[Page start]
Find equations of the lines that pass through the given point and are parallel to and perpendicular to the given line. \( 8 x-2 y=9,(4,1) \) (a) parallel to the given line (b) perpendicular to the given line (

To find the equation of the line parallel to the line given by \( 8x - 2y = 9 \), we first need to determine its slope. By rearranging the equation into slope-intercept form \( y = mx + b \), we get: \[ 2y = 8x - 9 \] \[ y = 4x - \frac{9}{2} \] The slope (m) of the given line is 4. A line that is parallel to this will have the same slope. Thus, using the point (4, 1), we can write the equation of the parallel line as: \[ y - 1 = 4(x - 4) \] Simplifying this gives: \[ y = 4x - 15 \] Now, for the line perpendicular to the given line, the slope will be the negative reciprocal of 4, which is \(-\frac{1}{4}\). Using the point (4, 1), we can write the equation of the perpendicular line as: \[ y - 1 = -\frac{1}{4}(x - 4) \] Simplifying this gives: \[ y = -\frac{1}{4}x + 2 \] So, the equations are: (a) \( y = 4x - 15 \) (parallel) (b) \( y = -\frac{1}{4}x + 2 \) (perpendicular)
[Page end]
**Exercise tasks**:
1) Decide whether each statement agrees with the solution on parallel and perpendicular lines. Answer yes or no for each, quoting the words of the text that decide it.
(a) The slope of the given line is 4.
(b) The perpendicular line has a slope equal to the plain reciprocal of 4.
(c) A line parallel to the given line has a different slope.
2) In the solution on parallel and perpendicular lines, what form is the given equation rearranged into to find its slope?
3) Repeat the part of the solution on parallel and perpendicular lines that starts at "To find the" and ends at "2 \) (perpendicular)".
[Provided records start]
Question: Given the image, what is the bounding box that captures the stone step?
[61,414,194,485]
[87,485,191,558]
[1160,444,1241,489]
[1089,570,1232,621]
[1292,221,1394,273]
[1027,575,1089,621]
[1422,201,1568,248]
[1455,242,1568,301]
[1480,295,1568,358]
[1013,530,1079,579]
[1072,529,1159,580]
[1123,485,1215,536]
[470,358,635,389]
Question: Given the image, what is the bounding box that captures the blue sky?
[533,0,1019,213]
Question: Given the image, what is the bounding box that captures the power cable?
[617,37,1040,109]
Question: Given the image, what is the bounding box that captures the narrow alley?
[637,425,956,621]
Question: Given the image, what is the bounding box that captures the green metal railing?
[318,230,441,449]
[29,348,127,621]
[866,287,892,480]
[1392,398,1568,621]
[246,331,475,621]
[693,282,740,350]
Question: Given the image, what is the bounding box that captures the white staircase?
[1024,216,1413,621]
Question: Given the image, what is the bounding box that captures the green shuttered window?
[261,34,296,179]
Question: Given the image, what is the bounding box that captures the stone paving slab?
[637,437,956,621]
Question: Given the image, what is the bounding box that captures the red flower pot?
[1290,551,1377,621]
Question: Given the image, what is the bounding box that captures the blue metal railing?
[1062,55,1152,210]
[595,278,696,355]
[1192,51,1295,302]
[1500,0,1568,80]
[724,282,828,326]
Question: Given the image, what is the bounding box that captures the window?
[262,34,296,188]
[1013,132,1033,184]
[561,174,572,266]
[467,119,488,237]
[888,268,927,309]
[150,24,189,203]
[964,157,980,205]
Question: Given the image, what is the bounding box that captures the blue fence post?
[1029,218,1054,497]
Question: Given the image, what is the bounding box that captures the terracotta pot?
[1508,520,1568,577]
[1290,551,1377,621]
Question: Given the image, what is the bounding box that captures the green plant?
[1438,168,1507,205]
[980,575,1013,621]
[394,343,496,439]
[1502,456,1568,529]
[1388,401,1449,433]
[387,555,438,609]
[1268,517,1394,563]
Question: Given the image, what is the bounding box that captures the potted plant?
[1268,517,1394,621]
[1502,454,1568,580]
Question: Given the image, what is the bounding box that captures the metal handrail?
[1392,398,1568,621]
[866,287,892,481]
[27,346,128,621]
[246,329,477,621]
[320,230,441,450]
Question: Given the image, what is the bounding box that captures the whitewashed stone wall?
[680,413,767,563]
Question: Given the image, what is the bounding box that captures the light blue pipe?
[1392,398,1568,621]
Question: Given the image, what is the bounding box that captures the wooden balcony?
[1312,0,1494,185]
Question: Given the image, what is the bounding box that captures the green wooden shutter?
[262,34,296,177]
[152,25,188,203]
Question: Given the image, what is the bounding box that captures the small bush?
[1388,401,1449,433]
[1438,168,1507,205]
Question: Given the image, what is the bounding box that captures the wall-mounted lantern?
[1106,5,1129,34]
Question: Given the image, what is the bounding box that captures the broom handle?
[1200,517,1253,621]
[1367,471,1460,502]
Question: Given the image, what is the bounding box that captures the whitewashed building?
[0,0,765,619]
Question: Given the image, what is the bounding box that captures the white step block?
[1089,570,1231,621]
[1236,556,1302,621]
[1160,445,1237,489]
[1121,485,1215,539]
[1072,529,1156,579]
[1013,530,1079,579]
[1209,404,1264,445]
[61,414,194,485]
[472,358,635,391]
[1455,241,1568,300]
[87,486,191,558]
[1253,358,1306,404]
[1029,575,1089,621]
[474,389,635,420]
[Provided records end]
**Responses**:
1)
(a) Yes: "The slope (m) of the given line is 4."
(b) No: "the slope will be the negative reciprocal of 4"
(c) No: "A line that is parallel to this will have the same slope."

2) Slope-intercept form, y = mx + b.

3)
To find the equation of the line parallel to the line given by \( 8x - 2y = 9 \), we first need to determine its slope. By rearranging the equation into slope-intercept form \( y = mx + b \), we get: \[ 2y = 8x - 9 \] \[ y = 4x - \frac{9}{2} \] The slope (m) of the given line is 4. A line that is parallel to this will have the same slope. Thus, using the point (4, 1), we can write the equation of the parallel line as: \[ y - 1 = 4(x - 4) \] Simplifying this gives: \[ y = 4x - 15 \] Now, for the line perpendicular to the given line, the slope will be the negative reciprocal of 4, which is \(-\frac{1}{4}\). Using the point (4, 1), we can write the equation of the perpendicular line as: \[ y - 1 = -\frac{1}{4}(x - 4) \] Simplifying this gives: \[ y = -\frac{1}{4}x + 2 \] So, the equations are: (a) \( y = 4x - 15 \) (parallel) (b) \( y = -\frac{1}{4}x + 2 \) (perpendicular)